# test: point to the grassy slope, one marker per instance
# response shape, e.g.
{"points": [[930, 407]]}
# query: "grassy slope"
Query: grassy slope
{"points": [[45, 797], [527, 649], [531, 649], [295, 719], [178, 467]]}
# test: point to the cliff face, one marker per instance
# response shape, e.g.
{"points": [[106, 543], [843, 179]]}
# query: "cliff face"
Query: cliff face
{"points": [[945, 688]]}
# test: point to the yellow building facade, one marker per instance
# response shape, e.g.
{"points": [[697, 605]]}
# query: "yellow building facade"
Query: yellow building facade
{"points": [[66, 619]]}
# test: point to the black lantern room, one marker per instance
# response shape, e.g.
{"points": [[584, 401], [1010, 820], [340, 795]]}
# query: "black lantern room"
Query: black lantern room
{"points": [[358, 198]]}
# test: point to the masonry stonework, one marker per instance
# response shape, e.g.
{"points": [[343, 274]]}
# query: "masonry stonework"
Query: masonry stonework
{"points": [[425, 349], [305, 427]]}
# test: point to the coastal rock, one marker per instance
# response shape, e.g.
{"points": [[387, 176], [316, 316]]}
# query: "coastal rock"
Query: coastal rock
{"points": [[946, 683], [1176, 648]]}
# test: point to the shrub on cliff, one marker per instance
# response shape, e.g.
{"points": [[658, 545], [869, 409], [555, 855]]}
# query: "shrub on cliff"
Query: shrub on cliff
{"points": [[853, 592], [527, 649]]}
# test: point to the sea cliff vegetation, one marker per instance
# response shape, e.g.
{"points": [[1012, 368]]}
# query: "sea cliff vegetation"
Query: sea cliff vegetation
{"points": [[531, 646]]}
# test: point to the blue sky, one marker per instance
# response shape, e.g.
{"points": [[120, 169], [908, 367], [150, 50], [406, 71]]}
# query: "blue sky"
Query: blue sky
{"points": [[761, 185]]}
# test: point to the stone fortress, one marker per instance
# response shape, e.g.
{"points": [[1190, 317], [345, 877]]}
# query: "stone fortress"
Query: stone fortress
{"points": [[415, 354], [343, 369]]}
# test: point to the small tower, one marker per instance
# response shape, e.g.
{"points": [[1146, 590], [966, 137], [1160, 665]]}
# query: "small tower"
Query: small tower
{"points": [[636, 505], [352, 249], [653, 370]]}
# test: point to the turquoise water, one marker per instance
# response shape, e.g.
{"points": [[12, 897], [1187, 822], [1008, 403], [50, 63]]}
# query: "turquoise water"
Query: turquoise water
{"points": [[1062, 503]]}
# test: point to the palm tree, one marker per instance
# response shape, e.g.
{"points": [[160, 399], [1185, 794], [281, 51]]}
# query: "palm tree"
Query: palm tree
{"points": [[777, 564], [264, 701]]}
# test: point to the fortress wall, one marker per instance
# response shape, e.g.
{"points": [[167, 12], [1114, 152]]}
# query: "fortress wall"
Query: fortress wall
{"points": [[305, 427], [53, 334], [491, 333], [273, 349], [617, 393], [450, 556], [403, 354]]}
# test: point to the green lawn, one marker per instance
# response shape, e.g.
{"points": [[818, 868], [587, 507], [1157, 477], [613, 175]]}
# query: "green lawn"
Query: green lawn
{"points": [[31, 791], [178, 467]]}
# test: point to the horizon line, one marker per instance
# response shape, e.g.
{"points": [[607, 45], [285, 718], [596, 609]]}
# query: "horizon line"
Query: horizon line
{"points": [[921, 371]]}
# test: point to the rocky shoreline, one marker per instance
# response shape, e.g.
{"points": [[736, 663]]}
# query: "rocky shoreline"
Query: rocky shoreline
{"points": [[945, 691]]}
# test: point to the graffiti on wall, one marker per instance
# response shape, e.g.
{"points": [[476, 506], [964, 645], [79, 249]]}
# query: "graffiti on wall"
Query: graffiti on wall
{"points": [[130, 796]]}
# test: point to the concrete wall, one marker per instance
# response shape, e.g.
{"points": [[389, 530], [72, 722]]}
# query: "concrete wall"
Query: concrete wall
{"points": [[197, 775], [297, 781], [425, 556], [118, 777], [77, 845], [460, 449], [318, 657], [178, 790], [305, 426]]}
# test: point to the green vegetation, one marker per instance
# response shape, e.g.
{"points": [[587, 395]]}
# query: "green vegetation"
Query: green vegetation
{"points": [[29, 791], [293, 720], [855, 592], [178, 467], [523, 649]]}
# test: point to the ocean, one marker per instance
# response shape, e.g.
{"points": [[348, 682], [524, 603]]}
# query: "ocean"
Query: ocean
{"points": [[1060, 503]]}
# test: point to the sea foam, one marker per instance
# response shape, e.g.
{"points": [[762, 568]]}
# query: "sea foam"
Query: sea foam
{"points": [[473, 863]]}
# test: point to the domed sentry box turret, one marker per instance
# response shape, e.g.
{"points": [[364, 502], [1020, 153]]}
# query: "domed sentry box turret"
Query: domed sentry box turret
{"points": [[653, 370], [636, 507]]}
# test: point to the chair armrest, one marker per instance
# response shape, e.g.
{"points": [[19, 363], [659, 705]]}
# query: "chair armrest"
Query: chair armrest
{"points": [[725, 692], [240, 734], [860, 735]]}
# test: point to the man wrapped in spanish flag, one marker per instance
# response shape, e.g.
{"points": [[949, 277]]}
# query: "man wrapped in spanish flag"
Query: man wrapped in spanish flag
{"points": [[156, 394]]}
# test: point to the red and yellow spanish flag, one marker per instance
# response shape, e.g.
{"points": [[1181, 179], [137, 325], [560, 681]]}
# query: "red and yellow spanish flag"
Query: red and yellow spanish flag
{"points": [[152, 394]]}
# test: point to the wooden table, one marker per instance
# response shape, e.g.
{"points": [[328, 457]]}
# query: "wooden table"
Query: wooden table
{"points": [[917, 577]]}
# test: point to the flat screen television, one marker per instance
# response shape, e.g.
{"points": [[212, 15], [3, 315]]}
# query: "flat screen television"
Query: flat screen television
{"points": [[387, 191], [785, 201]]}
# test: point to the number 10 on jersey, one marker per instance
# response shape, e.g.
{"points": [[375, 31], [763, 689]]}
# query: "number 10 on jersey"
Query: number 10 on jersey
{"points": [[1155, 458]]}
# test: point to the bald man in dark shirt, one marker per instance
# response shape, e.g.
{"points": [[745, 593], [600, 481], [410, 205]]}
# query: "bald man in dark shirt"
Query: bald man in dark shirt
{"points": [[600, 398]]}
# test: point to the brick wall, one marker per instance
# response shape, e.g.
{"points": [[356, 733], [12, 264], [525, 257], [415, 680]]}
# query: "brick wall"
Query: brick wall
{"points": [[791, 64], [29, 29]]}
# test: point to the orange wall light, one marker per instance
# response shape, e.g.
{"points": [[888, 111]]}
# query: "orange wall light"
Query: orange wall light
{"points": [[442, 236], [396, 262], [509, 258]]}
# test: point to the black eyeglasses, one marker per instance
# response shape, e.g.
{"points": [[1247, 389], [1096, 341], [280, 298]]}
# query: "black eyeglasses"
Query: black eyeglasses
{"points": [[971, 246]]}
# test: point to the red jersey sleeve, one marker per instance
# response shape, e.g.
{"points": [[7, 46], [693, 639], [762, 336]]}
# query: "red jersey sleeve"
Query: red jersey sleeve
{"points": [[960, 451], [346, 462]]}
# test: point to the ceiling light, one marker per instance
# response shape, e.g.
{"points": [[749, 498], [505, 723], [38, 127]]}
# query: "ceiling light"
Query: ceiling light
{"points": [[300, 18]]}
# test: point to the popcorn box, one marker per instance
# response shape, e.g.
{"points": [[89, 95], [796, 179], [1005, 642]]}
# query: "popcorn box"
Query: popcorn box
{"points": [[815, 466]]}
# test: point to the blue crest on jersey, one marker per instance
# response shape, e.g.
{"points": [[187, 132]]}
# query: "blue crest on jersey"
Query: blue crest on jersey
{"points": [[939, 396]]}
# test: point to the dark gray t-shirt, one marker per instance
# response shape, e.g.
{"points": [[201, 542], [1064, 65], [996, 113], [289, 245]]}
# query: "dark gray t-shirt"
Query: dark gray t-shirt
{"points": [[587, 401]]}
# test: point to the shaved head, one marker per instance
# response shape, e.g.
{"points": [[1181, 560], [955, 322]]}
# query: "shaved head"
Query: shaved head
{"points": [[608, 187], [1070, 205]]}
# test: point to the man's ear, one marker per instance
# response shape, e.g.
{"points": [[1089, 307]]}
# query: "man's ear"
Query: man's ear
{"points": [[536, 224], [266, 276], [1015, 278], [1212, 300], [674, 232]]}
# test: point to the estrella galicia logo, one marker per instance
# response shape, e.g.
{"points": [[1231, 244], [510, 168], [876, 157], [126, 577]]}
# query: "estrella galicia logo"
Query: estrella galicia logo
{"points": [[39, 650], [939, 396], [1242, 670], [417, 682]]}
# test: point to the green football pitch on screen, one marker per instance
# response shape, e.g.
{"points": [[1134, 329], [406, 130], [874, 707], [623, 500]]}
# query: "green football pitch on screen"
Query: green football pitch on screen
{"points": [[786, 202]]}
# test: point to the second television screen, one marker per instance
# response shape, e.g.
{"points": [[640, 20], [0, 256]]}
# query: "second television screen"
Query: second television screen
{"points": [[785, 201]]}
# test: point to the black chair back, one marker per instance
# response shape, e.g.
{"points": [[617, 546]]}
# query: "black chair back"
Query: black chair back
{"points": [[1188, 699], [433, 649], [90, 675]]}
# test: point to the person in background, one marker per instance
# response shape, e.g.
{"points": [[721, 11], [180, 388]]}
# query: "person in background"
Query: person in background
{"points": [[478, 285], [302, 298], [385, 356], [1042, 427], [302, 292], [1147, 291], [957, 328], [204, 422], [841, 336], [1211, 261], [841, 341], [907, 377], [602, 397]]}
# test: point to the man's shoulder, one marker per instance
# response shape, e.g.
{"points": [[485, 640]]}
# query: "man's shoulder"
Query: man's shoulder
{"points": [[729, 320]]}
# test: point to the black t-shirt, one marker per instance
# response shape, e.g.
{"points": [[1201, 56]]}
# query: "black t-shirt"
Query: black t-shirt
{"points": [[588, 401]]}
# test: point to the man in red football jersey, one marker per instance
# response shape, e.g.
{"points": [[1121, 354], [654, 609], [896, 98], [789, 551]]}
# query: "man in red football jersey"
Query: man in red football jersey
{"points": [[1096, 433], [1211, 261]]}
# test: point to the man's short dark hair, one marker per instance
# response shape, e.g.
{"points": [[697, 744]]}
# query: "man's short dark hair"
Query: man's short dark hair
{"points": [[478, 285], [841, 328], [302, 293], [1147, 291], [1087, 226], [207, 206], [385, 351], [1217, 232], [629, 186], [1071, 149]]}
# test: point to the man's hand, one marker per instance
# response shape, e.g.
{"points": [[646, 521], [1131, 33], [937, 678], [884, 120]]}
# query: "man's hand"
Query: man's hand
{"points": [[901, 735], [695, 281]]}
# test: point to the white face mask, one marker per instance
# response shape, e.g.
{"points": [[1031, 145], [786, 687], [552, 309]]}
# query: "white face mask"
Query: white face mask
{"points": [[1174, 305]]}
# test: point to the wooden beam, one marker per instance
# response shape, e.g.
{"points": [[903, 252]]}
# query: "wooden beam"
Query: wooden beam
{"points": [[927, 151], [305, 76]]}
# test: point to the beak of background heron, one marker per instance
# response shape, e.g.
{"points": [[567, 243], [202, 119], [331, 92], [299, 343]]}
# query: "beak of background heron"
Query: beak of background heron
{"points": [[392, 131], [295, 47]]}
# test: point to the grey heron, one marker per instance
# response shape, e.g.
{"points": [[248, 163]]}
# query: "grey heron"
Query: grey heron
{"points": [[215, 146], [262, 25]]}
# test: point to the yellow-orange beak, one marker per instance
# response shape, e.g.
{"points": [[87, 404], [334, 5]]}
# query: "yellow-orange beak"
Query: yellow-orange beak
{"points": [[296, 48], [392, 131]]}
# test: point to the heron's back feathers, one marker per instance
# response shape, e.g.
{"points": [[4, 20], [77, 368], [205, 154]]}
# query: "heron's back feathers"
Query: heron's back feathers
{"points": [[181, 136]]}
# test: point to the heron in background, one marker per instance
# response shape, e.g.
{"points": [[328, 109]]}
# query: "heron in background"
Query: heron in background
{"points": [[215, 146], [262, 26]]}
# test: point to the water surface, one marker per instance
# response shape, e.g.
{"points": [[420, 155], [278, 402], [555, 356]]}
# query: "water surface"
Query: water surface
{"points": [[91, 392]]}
· · · · ·
Using the material above, extract the line that contains "# test: point to the man's hand, one" and every line after it, exactly as given; stop at the last line.

# test: point to the man's hand, one marker per instance
# response shape, e.g.
{"points": [[646, 521], [1131, 33], [937, 678], [884, 120]]}
# query: "man's hand"
Query: man's hand
{"points": [[901, 735], [695, 281]]}
# test: point to the white face mask, one marker per instance
# response shape, e.g.
{"points": [[1031, 145], [786, 687], [552, 309]]}
# query: "white face mask"
Query: white face mask
{"points": [[1174, 305]]}
# test: point to the wooden beam, one marker per instance
# response shape, e.g.
{"points": [[903, 252]]}
# query: "wooden beam"
Query: wooden beam
{"points": [[927, 151], [305, 76]]}
# test: point to the beak of background heron, one marker per instance
# response shape, e.g.
{"points": [[567, 243], [202, 119], [331, 92], [299, 343]]}
# query: "beak of background heron"
Query: beak of background heron
{"points": [[392, 131], [295, 47]]}
# test: point to the grey heron, one marker per instance
# response shape, e.g.
{"points": [[248, 163]]}
# query: "grey heron"
Query: grey heron
{"points": [[215, 146], [262, 25]]}
# test: point to the yellow-orange beak, one marker per instance
# response shape, e.g.
{"points": [[87, 404], [334, 5]]}
# query: "yellow-orange beak"
Query: yellow-orange beak
{"points": [[296, 48], [392, 131]]}
# test: point to the heron's back feathers, one marker per instance
# response shape, e.g.
{"points": [[4, 20], [77, 368], [205, 154]]}
# query: "heron's back feathers"
Query: heron's back feathers
{"points": [[181, 136]]}
# test: point to the heron in background, one marker per instance
# response shape, e.g.
{"points": [[328, 109]]}
# query: "heron in background"
Query: heron in background
{"points": [[215, 146], [262, 26]]}
# test: point to the water surface, one marker per instance
# response shape, e.g.
{"points": [[420, 155], [278, 402], [555, 356]]}
# query: "water surface"
Query: water surface
{"points": [[91, 392]]}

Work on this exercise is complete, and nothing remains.